TASK PROMPT
Please copy everything in the records below, from the line containing "target: window" down to the line containing "M 113 234 L", including both of those lines.

EXCERPTED RECORDS
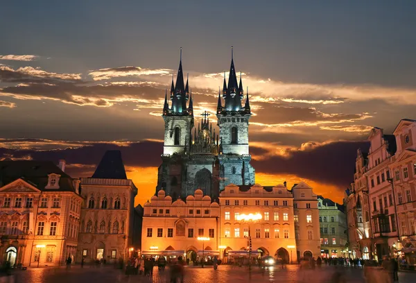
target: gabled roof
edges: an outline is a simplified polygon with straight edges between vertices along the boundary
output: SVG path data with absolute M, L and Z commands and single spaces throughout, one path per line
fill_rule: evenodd
M 51 173 L 60 175 L 59 189 L 47 189 L 46 191 L 75 192 L 73 178 L 51 161 L 0 161 L 0 187 L 22 179 L 38 189 L 44 190 L 48 185 L 48 175 Z
M 107 151 L 92 178 L 127 179 L 120 151 Z

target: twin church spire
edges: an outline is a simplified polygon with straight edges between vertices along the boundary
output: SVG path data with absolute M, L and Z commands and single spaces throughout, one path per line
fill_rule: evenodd
M 192 115 L 193 113 L 193 105 L 192 101 L 192 94 L 189 92 L 189 76 L 187 76 L 187 83 L 184 84 L 184 75 L 182 66 L 182 47 L 180 49 L 180 60 L 179 69 L 176 76 L 176 83 L 173 83 L 173 76 L 172 76 L 172 84 L 171 86 L 170 99 L 172 101 L 171 108 L 169 108 L 168 103 L 167 91 L 165 93 L 165 100 L 163 108 L 163 114 L 167 115 Z M 248 92 L 244 108 L 241 106 L 241 100 L 244 94 L 243 89 L 243 81 L 241 72 L 240 72 L 240 82 L 237 81 L 236 69 L 234 63 L 234 51 L 231 47 L 231 66 L 229 67 L 229 76 L 228 77 L 228 85 L 225 80 L 225 73 L 224 73 L 224 83 L 223 86 L 223 98 L 225 100 L 225 105 L 222 106 L 220 93 L 218 94 L 217 105 L 217 114 L 223 112 L 250 114 L 250 102 L 248 101 Z M 189 105 L 187 105 L 188 100 Z

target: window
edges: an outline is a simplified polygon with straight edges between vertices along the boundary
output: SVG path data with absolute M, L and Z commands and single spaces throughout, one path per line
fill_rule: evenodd
M 270 232 L 269 232 L 269 229 L 268 228 L 265 228 L 264 229 L 264 237 L 265 238 L 270 238 Z
M 21 232 L 23 234 L 28 234 L 28 231 L 29 230 L 29 226 L 28 225 L 28 223 L 26 221 L 24 221 L 23 223 L 23 225 L 21 226 Z
M 26 207 L 30 208 L 33 207 L 33 198 L 26 198 Z
M 148 228 L 147 237 L 150 237 L 153 235 L 153 228 Z
M 176 127 L 175 128 L 175 139 L 174 139 L 174 145 L 175 146 L 179 146 L 180 143 L 180 129 L 179 128 L 179 127 Z M 172 137 L 172 136 L 171 136 Z
M 403 169 L 403 177 L 408 178 L 409 177 L 409 173 L 408 172 L 407 167 Z
M 113 234 L 119 234 L 119 221 L 114 221 L 113 223 Z
M 57 222 L 51 222 L 51 228 L 49 230 L 49 234 L 51 236 L 55 236 L 56 235 L 56 226 L 57 226 L 58 223 Z
M 53 203 L 52 203 L 52 207 L 58 208 L 60 207 L 60 199 L 59 198 L 53 198 Z
M 107 208 L 107 198 L 104 197 L 103 200 L 101 200 L 101 208 L 106 209 Z
M 46 262 L 52 262 L 53 261 L 53 252 L 46 252 Z
M 208 230 L 208 237 L 209 238 L 214 238 L 214 229 L 209 229 Z
M 4 207 L 10 207 L 10 198 L 4 198 Z
M 42 236 L 43 235 L 43 230 L 45 227 L 44 222 L 40 222 L 37 223 L 37 235 Z
M 399 171 L 395 171 L 395 178 L 396 179 L 396 181 L 400 180 L 400 172 Z
M 240 237 L 240 228 L 234 229 L 234 237 L 239 238 Z
M 397 193 L 397 201 L 399 205 L 403 203 L 403 196 L 401 196 L 401 193 Z
M 15 207 L 21 207 L 21 198 L 16 198 Z
M 243 230 L 243 237 L 244 237 L 244 238 L 248 238 L 248 228 L 244 228 Z
M 12 235 L 17 234 L 17 221 L 12 222 L 12 230 L 10 231 Z
M 406 201 L 407 201 L 408 203 L 412 201 L 412 196 L 410 195 L 410 191 L 408 189 L 406 191 Z
M 114 200 L 114 209 L 120 209 L 120 198 L 116 198 Z
M 231 128 L 231 143 L 238 144 L 239 142 L 239 134 L 236 126 L 234 126 Z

WRITTEN SOLUTION
target: window
edges: an outline is a simplified polygon with straight edges between vertices along the boundary
output: SVG path data with absolute M, L and Z commands and single spaces throughout, one path per line
fill_rule: evenodd
M 270 232 L 269 232 L 269 229 L 268 228 L 265 228 L 264 229 L 264 237 L 265 238 L 270 238 Z
M 21 232 L 23 234 L 28 234 L 28 231 L 29 230 L 29 226 L 28 225 L 28 223 L 26 221 L 24 221 L 23 223 L 23 225 L 21 226 Z
M 26 207 L 30 208 L 33 207 L 33 198 L 26 198 Z
M 148 228 L 147 237 L 150 237 L 153 235 L 153 228 Z
M 176 127 L 175 128 L 175 139 L 174 139 L 174 145 L 175 146 L 179 146 L 180 143 L 180 129 L 179 128 L 179 127 Z M 172 137 L 172 136 L 171 136 Z
M 403 169 L 403 177 L 408 178 L 409 177 L 409 173 L 408 172 L 407 167 Z
M 113 234 L 119 234 L 119 221 L 114 221 L 113 223 Z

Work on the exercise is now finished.